(Collection entries)
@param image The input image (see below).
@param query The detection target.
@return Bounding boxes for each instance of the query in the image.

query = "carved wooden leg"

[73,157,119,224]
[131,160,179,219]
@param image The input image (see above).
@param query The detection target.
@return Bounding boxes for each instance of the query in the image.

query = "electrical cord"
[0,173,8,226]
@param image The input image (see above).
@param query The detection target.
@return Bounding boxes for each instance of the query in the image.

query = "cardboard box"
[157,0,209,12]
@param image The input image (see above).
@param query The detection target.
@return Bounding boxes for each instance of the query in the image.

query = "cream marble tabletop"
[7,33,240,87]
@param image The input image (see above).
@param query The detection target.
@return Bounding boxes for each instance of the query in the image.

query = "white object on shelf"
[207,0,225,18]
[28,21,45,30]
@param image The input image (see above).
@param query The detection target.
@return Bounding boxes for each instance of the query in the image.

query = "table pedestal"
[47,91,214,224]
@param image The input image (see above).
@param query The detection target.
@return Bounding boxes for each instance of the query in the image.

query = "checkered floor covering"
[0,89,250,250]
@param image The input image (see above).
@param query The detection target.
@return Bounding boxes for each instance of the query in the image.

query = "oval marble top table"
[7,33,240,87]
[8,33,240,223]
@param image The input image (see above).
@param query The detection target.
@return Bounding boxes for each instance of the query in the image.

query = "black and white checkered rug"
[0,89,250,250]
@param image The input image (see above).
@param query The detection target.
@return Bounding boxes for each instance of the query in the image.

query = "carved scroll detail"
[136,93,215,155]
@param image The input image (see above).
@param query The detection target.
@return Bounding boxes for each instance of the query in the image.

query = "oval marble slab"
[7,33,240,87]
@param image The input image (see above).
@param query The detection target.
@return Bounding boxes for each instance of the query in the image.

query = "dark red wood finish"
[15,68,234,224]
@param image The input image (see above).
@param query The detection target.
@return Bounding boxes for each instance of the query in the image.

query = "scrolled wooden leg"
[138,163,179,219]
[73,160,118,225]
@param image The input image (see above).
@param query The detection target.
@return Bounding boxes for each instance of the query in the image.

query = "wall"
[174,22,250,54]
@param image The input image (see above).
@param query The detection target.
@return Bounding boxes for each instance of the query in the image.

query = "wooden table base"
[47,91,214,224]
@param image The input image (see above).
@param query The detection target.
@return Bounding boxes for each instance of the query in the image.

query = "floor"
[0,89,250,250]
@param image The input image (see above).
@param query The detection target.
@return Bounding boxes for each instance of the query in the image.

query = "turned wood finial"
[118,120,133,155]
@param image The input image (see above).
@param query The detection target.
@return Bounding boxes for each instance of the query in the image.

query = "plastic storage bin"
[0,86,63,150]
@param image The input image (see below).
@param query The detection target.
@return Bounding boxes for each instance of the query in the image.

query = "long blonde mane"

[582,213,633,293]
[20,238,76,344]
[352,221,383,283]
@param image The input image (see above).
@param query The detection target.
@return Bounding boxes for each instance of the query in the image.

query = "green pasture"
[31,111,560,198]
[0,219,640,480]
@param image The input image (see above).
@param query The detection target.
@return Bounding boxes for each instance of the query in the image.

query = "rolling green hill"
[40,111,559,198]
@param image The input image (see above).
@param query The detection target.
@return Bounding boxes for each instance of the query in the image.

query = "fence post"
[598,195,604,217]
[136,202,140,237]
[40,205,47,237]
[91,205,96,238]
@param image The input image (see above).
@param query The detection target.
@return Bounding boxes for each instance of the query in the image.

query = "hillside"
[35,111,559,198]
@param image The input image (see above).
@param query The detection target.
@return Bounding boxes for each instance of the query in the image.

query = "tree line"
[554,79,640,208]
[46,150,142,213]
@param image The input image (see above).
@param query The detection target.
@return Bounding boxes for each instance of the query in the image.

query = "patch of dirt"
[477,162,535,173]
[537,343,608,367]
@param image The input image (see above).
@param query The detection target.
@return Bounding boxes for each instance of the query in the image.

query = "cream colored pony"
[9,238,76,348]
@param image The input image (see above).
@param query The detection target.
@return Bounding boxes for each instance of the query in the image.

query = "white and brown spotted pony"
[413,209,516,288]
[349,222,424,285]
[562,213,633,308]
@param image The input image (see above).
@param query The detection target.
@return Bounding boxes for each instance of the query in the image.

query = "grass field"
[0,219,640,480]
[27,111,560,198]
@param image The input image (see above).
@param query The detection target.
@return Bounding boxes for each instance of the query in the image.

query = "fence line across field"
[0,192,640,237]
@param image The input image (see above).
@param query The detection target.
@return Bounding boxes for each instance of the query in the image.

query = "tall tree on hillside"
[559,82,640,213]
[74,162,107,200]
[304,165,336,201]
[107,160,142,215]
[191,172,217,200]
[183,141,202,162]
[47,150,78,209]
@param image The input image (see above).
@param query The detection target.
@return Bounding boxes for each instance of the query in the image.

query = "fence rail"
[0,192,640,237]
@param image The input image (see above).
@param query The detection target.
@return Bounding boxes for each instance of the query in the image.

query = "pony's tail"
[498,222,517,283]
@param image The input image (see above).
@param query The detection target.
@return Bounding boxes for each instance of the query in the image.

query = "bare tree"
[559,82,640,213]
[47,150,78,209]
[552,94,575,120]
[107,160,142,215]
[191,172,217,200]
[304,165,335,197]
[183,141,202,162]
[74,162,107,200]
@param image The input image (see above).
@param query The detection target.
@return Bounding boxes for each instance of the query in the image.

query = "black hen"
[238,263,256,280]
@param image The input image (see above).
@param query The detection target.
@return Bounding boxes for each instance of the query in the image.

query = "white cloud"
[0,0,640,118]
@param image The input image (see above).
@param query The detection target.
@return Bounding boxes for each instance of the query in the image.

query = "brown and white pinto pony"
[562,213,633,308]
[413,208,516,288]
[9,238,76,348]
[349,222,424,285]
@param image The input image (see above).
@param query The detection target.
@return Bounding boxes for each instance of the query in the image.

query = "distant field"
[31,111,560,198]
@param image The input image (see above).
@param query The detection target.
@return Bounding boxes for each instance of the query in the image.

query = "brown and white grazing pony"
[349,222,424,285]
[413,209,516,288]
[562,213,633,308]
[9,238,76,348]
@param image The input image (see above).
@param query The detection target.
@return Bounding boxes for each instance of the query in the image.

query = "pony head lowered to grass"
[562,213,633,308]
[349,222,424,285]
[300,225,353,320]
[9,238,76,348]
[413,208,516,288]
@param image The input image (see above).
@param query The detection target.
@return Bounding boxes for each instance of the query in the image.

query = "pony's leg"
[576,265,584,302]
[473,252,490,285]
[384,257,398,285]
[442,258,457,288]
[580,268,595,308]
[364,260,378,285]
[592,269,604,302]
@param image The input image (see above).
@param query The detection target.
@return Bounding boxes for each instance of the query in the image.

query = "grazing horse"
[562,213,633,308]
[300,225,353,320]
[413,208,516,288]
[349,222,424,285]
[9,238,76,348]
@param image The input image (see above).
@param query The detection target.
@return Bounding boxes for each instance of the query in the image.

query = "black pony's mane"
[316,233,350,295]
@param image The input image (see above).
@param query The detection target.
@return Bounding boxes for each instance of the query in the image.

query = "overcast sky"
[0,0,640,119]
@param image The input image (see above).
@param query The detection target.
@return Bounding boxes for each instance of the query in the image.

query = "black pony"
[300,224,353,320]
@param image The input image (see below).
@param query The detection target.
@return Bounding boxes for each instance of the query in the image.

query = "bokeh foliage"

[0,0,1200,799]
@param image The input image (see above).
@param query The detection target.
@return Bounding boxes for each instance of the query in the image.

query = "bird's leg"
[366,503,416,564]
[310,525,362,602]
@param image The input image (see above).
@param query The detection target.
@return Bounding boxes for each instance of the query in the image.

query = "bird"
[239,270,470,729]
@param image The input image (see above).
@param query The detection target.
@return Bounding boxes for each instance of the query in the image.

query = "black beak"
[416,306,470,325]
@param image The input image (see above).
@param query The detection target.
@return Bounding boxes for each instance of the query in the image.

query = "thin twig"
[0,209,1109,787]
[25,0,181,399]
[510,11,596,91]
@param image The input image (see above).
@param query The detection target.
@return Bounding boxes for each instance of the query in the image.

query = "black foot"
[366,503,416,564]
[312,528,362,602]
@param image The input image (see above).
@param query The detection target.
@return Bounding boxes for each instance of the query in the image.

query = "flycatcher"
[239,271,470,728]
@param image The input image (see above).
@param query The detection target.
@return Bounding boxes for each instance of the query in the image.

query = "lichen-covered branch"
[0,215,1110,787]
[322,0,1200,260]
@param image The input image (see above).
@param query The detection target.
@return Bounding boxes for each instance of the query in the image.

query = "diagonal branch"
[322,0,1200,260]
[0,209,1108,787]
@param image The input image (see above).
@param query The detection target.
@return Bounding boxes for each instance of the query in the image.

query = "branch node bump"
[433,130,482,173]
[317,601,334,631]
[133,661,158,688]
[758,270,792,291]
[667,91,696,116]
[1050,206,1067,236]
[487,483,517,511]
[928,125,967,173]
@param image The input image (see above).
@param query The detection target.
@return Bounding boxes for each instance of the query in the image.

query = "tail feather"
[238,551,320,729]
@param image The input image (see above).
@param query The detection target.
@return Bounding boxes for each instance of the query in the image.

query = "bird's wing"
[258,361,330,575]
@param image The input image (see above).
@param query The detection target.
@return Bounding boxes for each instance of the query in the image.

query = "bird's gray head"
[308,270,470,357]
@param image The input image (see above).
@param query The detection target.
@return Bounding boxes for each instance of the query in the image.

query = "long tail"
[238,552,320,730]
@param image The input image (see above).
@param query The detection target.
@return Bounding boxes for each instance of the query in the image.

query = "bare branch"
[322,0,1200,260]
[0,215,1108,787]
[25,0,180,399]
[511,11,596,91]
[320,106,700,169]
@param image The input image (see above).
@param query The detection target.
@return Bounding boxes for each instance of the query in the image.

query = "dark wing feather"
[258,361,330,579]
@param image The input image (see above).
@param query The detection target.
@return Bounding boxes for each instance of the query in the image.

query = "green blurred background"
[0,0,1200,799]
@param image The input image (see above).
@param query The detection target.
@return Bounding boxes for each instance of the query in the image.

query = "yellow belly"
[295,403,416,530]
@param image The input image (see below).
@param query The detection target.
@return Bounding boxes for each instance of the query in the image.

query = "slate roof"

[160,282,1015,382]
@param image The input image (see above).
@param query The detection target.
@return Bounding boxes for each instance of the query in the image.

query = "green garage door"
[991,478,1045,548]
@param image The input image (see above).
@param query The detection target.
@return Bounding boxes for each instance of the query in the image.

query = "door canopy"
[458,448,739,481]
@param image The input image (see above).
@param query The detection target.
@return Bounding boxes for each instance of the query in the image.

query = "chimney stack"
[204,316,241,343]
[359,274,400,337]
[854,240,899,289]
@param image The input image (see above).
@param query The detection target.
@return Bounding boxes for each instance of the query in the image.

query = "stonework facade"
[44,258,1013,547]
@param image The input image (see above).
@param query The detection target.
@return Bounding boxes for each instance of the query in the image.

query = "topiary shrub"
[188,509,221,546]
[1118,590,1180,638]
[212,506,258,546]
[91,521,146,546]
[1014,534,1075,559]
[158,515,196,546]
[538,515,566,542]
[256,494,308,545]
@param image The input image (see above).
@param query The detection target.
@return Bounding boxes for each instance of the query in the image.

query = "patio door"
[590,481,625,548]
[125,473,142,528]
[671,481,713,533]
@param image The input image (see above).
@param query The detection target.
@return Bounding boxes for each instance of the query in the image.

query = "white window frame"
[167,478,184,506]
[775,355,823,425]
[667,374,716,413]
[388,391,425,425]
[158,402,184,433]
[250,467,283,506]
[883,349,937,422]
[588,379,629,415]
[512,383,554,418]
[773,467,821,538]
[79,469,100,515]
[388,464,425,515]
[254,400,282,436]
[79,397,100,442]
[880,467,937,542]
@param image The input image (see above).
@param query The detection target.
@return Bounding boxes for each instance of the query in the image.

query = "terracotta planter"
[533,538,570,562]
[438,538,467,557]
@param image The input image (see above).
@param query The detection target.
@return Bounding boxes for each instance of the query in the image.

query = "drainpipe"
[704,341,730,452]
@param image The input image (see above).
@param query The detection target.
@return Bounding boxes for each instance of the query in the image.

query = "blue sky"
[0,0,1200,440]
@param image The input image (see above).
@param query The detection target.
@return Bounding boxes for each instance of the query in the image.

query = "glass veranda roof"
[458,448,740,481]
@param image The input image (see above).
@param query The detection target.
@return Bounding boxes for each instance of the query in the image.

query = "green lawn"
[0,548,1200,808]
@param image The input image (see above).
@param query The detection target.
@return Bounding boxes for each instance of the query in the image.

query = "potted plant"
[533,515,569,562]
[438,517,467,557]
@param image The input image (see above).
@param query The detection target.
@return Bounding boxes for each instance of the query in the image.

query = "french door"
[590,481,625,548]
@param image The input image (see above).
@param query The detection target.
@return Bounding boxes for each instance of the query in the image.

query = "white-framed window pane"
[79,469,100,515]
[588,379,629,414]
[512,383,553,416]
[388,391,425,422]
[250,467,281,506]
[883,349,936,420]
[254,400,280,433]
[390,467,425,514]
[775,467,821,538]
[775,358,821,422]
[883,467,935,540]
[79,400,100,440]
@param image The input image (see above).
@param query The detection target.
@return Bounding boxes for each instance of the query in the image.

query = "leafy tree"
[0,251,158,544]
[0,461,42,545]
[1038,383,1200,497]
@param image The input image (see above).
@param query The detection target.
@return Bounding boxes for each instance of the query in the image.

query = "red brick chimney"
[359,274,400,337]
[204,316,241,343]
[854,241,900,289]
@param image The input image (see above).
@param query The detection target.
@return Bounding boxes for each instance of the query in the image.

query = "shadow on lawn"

* **Aim of the task**:
Convert the records into a Markdown table with the columns Row and Line, starting at the beginning and stopping after the line that contains "[0,173,8,226]". Leave out blank lines.

* **Exercise output**:
| Row | Line |
|---|---|
| 1 | @param image The input image (see below). |
| 2 | @param query The detection target. |
| 3 | @return Bounding boxes for each instance of the query in the image. |
| 4 | query = "carved wooden leg" |
| 5 | [73,157,119,224] |
| 6 | [131,160,179,219] |
| 7 | @param image The input image (see above). |
| 8 | @param query The detection target. |
| 9 | @return Bounding boxes for each instance of the query in the image. |
| 10 | query = "electrical cord" |
| 11 | [0,173,8,226] |